### Task to complete
In the records below, find each line containing the word "dark" and copy it.
━━━ Input records ━━━
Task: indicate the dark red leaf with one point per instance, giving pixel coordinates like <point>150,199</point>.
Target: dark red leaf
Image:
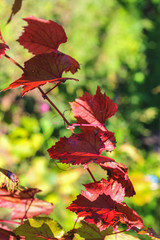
<point>42,36</point>
<point>150,232</point>
<point>24,204</point>
<point>43,68</point>
<point>3,46</point>
<point>118,172</point>
<point>104,212</point>
<point>100,212</point>
<point>93,110</point>
<point>82,148</point>
<point>6,233</point>
<point>107,187</point>
<point>15,8</point>
<point>131,218</point>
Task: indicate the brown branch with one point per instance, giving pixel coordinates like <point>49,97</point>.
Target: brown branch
<point>13,61</point>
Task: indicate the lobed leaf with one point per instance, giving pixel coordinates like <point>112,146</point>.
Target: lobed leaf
<point>149,232</point>
<point>40,228</point>
<point>15,8</point>
<point>118,172</point>
<point>108,187</point>
<point>105,212</point>
<point>82,148</point>
<point>3,46</point>
<point>43,68</point>
<point>91,232</point>
<point>94,110</point>
<point>42,36</point>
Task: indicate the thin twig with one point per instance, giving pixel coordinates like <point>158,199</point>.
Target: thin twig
<point>53,105</point>
<point>53,88</point>
<point>10,222</point>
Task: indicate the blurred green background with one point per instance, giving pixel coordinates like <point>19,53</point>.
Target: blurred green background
<point>117,44</point>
━━━
### Result
Task: indicate the dark red leaf with one point per instance, giving pixel coordinates like <point>150,199</point>.
Target: dark red leaf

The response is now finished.